— START Selected excerpt —

Configuring the Caddyfile
Caddy's configuration lives in /etc/caddy/Caddyfile. The default file had some commented examples, which I deleted. Here's what I wrote for my first working gRPC proxy:
ai.vipinpg.com {
reverse_proxy 192.168.1.101:50051 192.168.1.102:50051 {
transport http {
versions h2c
}
lb_policy round_robin
health_uri /health
health_interval 10s
}
}
Breaking this down:
- ai.vipinpg.com: The hostname Caddy listens for. It automatically provisions a Let's Encrypt certificate for this domain.
- reverse_proxy: The directive that forwards traffic. I listed both backend IPs directly.
- transport http { versions h2c }: This tells Caddy to use HTTP/2 Cleartext when talking to backends. gRPC requires HTTP/2, but my backends don't do TLS internally—they expect plain h2c.
- lb_policy round_robin: Distributes requests evenly across both backends.

— END Selected excerpt —
— START Data shown —

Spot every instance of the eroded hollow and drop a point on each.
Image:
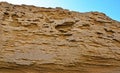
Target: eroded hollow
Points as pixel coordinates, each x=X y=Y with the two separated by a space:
x=65 y=27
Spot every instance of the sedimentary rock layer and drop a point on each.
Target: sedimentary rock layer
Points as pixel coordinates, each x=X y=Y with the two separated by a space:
x=55 y=40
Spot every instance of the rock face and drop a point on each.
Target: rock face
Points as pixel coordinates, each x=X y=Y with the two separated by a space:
x=55 y=40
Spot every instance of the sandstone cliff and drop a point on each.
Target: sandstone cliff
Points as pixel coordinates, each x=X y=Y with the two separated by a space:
x=55 y=40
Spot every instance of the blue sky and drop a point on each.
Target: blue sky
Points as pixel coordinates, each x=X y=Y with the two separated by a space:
x=110 y=7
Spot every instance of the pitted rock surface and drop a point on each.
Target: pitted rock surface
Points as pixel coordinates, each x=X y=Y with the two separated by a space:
x=55 y=40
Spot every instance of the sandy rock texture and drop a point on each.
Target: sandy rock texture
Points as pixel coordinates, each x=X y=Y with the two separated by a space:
x=55 y=40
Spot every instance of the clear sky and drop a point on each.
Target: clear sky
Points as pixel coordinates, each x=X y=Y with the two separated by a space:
x=110 y=7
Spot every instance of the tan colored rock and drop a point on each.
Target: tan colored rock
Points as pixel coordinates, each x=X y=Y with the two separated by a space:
x=46 y=40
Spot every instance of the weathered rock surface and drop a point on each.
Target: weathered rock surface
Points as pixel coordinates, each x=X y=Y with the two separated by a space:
x=47 y=40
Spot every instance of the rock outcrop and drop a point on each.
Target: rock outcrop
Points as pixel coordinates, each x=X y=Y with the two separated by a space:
x=55 y=40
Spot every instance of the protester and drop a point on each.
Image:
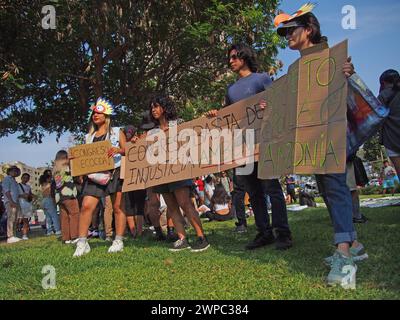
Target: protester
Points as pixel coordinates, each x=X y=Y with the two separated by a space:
x=48 y=204
x=200 y=190
x=389 y=178
x=134 y=200
x=389 y=94
x=220 y=205
x=242 y=61
x=238 y=206
x=25 y=202
x=353 y=180
x=65 y=195
x=11 y=193
x=226 y=182
x=303 y=34
x=100 y=185
x=208 y=190
x=177 y=194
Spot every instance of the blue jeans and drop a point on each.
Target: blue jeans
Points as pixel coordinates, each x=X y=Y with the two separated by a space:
x=52 y=218
x=337 y=197
x=257 y=190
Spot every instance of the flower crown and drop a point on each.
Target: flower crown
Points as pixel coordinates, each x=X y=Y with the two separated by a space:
x=102 y=106
x=284 y=17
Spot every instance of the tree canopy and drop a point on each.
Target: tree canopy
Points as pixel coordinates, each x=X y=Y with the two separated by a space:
x=125 y=51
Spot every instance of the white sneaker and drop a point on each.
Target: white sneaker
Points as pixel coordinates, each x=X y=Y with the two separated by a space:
x=13 y=240
x=118 y=245
x=82 y=247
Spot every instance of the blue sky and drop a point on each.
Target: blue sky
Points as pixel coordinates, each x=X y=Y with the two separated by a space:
x=374 y=46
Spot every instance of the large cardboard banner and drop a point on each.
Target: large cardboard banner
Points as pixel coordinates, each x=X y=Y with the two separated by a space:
x=198 y=147
x=306 y=132
x=90 y=158
x=303 y=130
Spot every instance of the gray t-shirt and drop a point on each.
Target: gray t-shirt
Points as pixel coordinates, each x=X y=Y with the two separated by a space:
x=10 y=185
x=247 y=87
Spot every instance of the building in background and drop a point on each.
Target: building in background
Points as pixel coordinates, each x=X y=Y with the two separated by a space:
x=35 y=173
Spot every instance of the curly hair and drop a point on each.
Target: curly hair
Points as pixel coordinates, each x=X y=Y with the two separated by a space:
x=165 y=102
x=310 y=21
x=245 y=53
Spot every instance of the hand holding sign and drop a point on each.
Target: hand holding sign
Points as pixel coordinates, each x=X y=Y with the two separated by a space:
x=348 y=68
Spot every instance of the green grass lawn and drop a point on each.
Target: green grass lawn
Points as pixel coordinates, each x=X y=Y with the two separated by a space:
x=147 y=270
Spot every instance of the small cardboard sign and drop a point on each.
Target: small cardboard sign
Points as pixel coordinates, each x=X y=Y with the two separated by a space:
x=90 y=158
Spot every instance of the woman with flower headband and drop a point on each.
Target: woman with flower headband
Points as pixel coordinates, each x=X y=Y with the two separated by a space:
x=303 y=33
x=93 y=189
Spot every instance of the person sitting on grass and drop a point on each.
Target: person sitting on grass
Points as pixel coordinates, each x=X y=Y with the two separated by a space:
x=221 y=205
x=64 y=191
x=389 y=177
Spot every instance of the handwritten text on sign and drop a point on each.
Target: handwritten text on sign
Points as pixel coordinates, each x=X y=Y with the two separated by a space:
x=303 y=130
x=307 y=130
x=90 y=158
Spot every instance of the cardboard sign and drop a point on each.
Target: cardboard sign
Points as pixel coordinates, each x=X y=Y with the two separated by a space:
x=303 y=130
x=306 y=132
x=90 y=158
x=225 y=150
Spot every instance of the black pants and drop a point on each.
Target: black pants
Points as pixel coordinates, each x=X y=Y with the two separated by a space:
x=238 y=201
x=258 y=189
x=292 y=194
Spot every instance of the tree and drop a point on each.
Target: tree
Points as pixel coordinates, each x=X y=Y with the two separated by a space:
x=124 y=50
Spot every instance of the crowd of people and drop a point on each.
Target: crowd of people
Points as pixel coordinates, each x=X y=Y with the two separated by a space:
x=214 y=197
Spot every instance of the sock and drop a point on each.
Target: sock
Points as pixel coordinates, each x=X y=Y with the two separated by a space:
x=170 y=229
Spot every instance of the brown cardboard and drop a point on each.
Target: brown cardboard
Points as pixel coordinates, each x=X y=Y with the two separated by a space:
x=90 y=158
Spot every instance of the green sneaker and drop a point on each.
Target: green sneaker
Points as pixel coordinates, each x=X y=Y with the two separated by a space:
x=343 y=271
x=357 y=253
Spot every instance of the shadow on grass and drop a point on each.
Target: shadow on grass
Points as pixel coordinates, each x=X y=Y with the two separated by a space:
x=312 y=235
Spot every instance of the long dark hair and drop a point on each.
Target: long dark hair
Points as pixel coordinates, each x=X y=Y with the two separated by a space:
x=391 y=76
x=309 y=20
x=45 y=177
x=220 y=195
x=167 y=104
x=247 y=54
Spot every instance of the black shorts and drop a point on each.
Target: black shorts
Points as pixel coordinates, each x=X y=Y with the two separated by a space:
x=115 y=185
x=172 y=186
x=134 y=202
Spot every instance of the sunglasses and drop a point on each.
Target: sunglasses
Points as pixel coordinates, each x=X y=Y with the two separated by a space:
x=289 y=31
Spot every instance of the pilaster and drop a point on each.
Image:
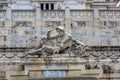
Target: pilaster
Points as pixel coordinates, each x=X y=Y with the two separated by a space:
x=8 y=25
x=68 y=20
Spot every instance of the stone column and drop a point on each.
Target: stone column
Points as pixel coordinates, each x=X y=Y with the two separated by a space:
x=68 y=20
x=49 y=6
x=8 y=25
x=38 y=24
x=44 y=6
x=96 y=23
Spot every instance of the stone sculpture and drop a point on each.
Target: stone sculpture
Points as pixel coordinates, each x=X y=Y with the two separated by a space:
x=56 y=44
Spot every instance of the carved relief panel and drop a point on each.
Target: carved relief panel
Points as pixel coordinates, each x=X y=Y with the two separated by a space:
x=23 y=15
x=109 y=15
x=22 y=24
x=82 y=15
x=2 y=14
x=53 y=15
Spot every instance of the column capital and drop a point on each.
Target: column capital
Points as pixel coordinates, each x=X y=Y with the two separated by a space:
x=67 y=12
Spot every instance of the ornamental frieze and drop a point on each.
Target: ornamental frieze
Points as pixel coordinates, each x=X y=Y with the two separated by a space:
x=109 y=15
x=53 y=15
x=82 y=15
x=23 y=14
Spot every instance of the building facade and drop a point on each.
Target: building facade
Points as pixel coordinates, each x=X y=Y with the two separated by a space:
x=23 y=23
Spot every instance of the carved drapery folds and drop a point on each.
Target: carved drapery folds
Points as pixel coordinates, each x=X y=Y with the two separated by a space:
x=23 y=15
x=22 y=24
x=53 y=15
x=109 y=15
x=82 y=15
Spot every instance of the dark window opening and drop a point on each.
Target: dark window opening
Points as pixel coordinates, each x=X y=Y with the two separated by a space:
x=47 y=6
x=42 y=6
x=52 y=6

— END Data shown —

Objectives:
a) List every item that the Caddyfile walkthrough explains in its "Breaking this down" list.
b) According to the Caddyfile walkthrough, in which file does Caddy's configuration live?
c) Copy the part of the Caddyfile walkthrough between "- reverse_proxy: The" and "expect plain h2c.", inclusive.

Full solutions:
a)
- ai.vipinpg.com
- reverse_proxy
- transport http { versions h2c }
- lb_policy round_robin

b) /etc/caddy/Caddyfile

c)
- reverse_proxy: The directive that forwards traffic. I listed both backend IPs directly.
- transport http { versions h2c }: This tells Caddy to use HTTP/2 Cleartext when talking to backends. gRPC requires HTTP/2, but my backends don't do TLS internally—they expect plain h2c.